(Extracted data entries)
·····

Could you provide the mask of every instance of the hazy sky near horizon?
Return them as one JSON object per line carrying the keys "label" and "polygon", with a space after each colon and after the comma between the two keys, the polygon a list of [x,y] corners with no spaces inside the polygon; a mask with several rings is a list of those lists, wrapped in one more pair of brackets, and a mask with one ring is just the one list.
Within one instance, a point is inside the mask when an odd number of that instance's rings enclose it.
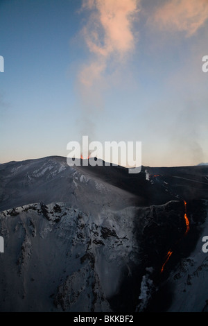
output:
{"label": "hazy sky near horizon", "polygon": [[207,162],[207,0],[0,0],[0,162],[85,135]]}

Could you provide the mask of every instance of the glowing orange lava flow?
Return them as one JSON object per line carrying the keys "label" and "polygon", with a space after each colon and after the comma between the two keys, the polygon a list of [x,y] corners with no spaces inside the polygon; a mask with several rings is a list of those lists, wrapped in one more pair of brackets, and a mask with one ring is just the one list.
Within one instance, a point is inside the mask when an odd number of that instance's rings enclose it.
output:
{"label": "glowing orange lava flow", "polygon": [[[187,225],[187,230],[186,230],[184,235],[186,235],[190,230],[190,224],[189,224],[189,218],[188,218],[188,216],[187,216],[187,203],[185,200],[184,200],[184,207],[185,207],[184,219],[185,219],[186,225]],[[169,250],[168,252],[167,253],[166,260],[165,261],[165,262],[162,265],[160,273],[162,273],[164,271],[164,268],[165,265],[167,264],[167,262],[169,260],[170,257],[171,256],[172,254],[173,254],[173,251],[171,251],[171,250]]]}
{"label": "glowing orange lava flow", "polygon": [[162,265],[162,268],[161,268],[161,271],[160,273],[162,273],[163,271],[164,271],[164,268],[165,266],[165,265],[166,264],[166,263],[168,261],[169,259],[170,259],[170,257],[171,256],[171,255],[173,254],[173,251],[170,250],[168,251],[168,252],[167,253],[167,255],[166,255],[166,260],[165,261],[165,262],[164,263],[164,264]]}
{"label": "glowing orange lava flow", "polygon": [[187,225],[187,230],[186,230],[185,234],[187,234],[188,233],[188,232],[189,231],[189,230],[190,230],[190,225],[189,225],[189,218],[188,218],[188,216],[187,216],[187,203],[185,200],[184,200],[184,206],[185,206],[184,218],[185,218],[185,222],[186,222],[186,225]]}

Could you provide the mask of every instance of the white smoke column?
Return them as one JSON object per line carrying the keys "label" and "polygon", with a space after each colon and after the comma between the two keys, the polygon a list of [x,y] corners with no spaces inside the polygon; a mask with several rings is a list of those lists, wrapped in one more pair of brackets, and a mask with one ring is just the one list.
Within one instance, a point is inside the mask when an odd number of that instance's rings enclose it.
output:
{"label": "white smoke column", "polygon": [[[102,92],[114,69],[122,69],[135,49],[132,24],[140,0],[85,0],[89,19],[82,34],[89,51],[78,76],[83,120],[103,109]],[[119,68],[118,68],[119,67]],[[85,129],[85,132],[87,130]]]}

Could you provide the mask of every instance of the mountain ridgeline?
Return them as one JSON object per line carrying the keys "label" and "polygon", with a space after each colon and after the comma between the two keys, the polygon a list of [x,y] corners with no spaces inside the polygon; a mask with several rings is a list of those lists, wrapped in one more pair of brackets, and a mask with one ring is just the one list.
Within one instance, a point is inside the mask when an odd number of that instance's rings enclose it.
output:
{"label": "mountain ridgeline", "polygon": [[208,166],[54,156],[1,164],[0,180],[1,311],[207,309]]}

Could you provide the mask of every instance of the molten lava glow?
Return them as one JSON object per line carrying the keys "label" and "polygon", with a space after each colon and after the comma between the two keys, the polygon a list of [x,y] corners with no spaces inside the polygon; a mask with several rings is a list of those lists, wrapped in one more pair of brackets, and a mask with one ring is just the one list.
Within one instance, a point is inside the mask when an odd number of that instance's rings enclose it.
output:
{"label": "molten lava glow", "polygon": [[188,232],[189,231],[189,230],[190,230],[190,225],[189,225],[189,218],[188,218],[188,216],[187,216],[187,203],[185,200],[184,200],[184,206],[185,206],[184,218],[185,218],[185,222],[186,222],[186,225],[187,225],[187,230],[186,230],[185,234],[187,234],[188,233]]}
{"label": "molten lava glow", "polygon": [[166,256],[166,260],[165,261],[165,262],[164,263],[164,264],[162,265],[162,268],[161,268],[161,271],[160,273],[162,273],[163,271],[164,271],[164,268],[165,266],[165,265],[166,264],[166,263],[168,261],[169,259],[170,259],[170,257],[171,256],[171,255],[173,254],[173,251],[171,250],[169,250],[168,252],[167,253],[167,256]]}
{"label": "molten lava glow", "polygon": [[[89,160],[89,156],[88,156],[88,157],[87,157],[87,160]],[[86,160],[86,159],[84,159],[84,158],[83,158],[83,155],[81,155],[81,159],[82,159],[82,160]]]}
{"label": "molten lava glow", "polygon": [[[186,230],[184,235],[186,235],[190,230],[190,224],[189,224],[189,218],[188,218],[188,216],[187,216],[187,203],[185,200],[184,200],[184,207],[185,207],[184,219],[185,219],[186,225],[187,225],[187,230]],[[162,273],[164,271],[164,268],[165,265],[166,264],[166,263],[168,262],[168,261],[169,260],[170,257],[171,256],[172,254],[173,254],[173,251],[171,251],[171,250],[169,250],[168,252],[167,253],[166,260],[165,261],[165,262],[162,265],[162,268],[161,269],[160,273]]]}

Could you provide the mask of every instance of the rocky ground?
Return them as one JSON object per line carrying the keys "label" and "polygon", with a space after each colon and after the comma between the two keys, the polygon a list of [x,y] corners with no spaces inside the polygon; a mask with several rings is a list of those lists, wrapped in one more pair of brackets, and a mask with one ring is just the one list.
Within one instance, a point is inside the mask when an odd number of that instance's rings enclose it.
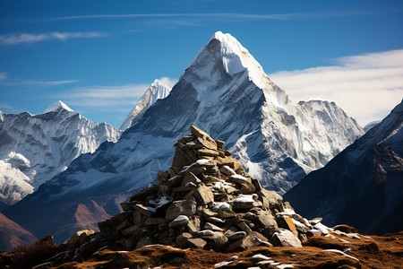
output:
{"label": "rocky ground", "polygon": [[[111,246],[88,257],[64,253],[53,262],[44,258],[36,268],[402,268],[403,232],[385,236],[356,235],[349,238],[313,237],[303,247],[256,247],[242,252],[224,253],[200,248],[182,249],[150,245],[133,251]],[[358,239],[359,238],[359,239]],[[18,253],[0,254],[0,268],[30,268],[21,263]],[[47,257],[48,259],[48,257]],[[37,264],[39,265],[39,264]]]}
{"label": "rocky ground", "polygon": [[51,236],[0,256],[0,268],[402,268],[403,231],[364,236],[296,213],[191,126],[168,171],[123,212],[55,246]]}

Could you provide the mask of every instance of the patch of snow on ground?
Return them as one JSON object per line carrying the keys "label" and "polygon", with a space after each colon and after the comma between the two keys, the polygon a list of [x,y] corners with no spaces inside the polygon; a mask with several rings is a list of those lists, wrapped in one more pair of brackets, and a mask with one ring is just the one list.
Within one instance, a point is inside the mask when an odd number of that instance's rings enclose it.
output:
{"label": "patch of snow on ground", "polygon": [[357,262],[359,261],[356,257],[352,256],[350,256],[350,255],[347,255],[347,254],[346,254],[346,253],[344,253],[343,251],[339,250],[339,249],[323,249],[322,251],[328,251],[328,252],[333,252],[333,253],[341,254],[341,255],[344,255],[344,256],[347,256],[347,257],[352,258],[353,260],[356,260],[356,261],[357,261]]}

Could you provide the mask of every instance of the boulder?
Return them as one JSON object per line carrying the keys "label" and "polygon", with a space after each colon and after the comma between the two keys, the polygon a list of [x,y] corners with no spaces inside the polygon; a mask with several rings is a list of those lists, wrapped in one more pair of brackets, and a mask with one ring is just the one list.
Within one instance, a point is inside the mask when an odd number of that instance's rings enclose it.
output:
{"label": "boulder", "polygon": [[292,232],[297,234],[296,225],[294,224],[293,220],[288,216],[279,216],[276,218],[277,223],[279,228],[287,229],[291,230]]}
{"label": "boulder", "polygon": [[214,195],[206,186],[200,186],[194,190],[193,194],[196,201],[202,205],[214,202]]}
{"label": "boulder", "polygon": [[204,223],[203,229],[204,230],[215,230],[215,231],[224,231],[223,229],[219,228],[217,225],[210,223],[210,222]]}
{"label": "boulder", "polygon": [[90,235],[93,234],[93,230],[81,230],[74,233],[68,240],[69,246],[80,246],[90,241]]}
{"label": "boulder", "polygon": [[185,186],[187,183],[193,183],[198,186],[202,181],[193,173],[187,172],[184,174],[184,178],[182,181],[182,186]]}
{"label": "boulder", "polygon": [[179,215],[192,216],[196,213],[196,201],[193,197],[185,200],[175,201],[167,209],[165,218],[172,221]]}
{"label": "boulder", "polygon": [[184,226],[189,223],[189,218],[185,215],[179,215],[174,221],[169,222],[169,228]]}
{"label": "boulder", "polygon": [[230,176],[233,176],[233,175],[236,174],[234,171],[234,169],[232,168],[230,168],[229,166],[227,166],[227,165],[221,166],[221,168],[219,169],[219,171],[222,174],[226,175],[227,177],[230,177]]}
{"label": "boulder", "polygon": [[151,186],[148,188],[141,190],[140,193],[135,194],[130,197],[130,202],[132,201],[143,201],[147,196],[157,195],[159,191],[159,187],[157,185]]}
{"label": "boulder", "polygon": [[207,242],[202,239],[187,239],[186,245],[190,247],[203,248]]}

·····

Return every line of the data that contains the string "patch". Case counts, so only matches in the same capitalization qualify.

Could you provide the mask of every instance of the patch of snow on ground?
{"label": "patch of snow on ground", "polygon": [[357,262],[359,261],[356,257],[352,256],[350,256],[350,255],[347,255],[347,254],[346,254],[346,253],[344,253],[343,251],[339,250],[339,249],[323,249],[322,251],[328,251],[328,252],[333,252],[333,253],[341,254],[341,255],[344,255],[344,256],[347,256],[347,257],[352,258],[353,260],[356,260],[356,261],[357,261]]}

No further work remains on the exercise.